* _The problem_:
Answer these questions from the forum thread on Savile Row tailoring.
(a) What three things does Tim Correll say matter most to him when buying bespoke clothing?
(b) Which three cities does mafoofan name as examples when calling geographical location secondary?
(c) Where, and by whom, does 16412 believe Logsdail's clothes are made?

* _Provided passage_:
-*-*-
Out of curiosity, why the preference for 'Savile Row tailors' in the first place? It's not like there is a singular Savile Row method of tailoring. Also, the fact that you wou are willing to use Logsdail implies that you don't care if your clothes are actually made in England.

There are lots of excellent tailors not on or associated with Savile Row, and indiviual approaches to tailoring often eclipse whatever loose generalities you might attach to a particular region.

Since you are just beginning your search for the right tailor, I suggest you start by determining more specifically what kind of qualities you are looking for. Geographical locatiion--whether London, Naples, or Chicago--is secondary.


----------



## 16412 (Apr 1, 2005)

mafoofan said:


> Out of curiosity, why the preference for 'Savile Row tailors' in the first place? It's not like there is a singular Savile Row method of tailoring. Also, the fact that you wou are willing to use Logsdail implies that you don't care if your clothes are actually made in England.


I believe Logsdails clothes are made in England by SR tailors.


----------



## Tim Correll (Jul 18, 2005)

mafoofan said:


> Out of curiosity, why the preference for 'Savile Row tailors' in the first place? It's not like there is a singular Savile Row method of tailoring. Also, the fact that you wou are willing to use Logsdail implies that you don't care if your clothes are actually made in England.
> 
> There are lots of excellent tailors not on or associated with Savile Row, and indiviual approaches to tailoring often eclipse whatever loose generalities you might attach to a particular region.
> 
> Since you are just beginning your search for the right tailor, I suggest you start by determining more specifically what kind of qualities you are looking for. Geographical locatiion--whether London, Naples, or Chicago--is secondary.


Fit, quality and service are the biggest things that I am looking for when I buy bespoke clothing. Of course, I want a structured suit with padding, roped shoulders and a European slim cut that is distinctly British.
-*-*-
* _Dataset extract_:
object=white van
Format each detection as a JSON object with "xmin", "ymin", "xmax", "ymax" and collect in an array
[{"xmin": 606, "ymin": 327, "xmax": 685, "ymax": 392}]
-*-*-
* _Written response_:
(a) Fit, quality and service.
(b) London, Naples and Chicago.
(c) In England, by SR tailors.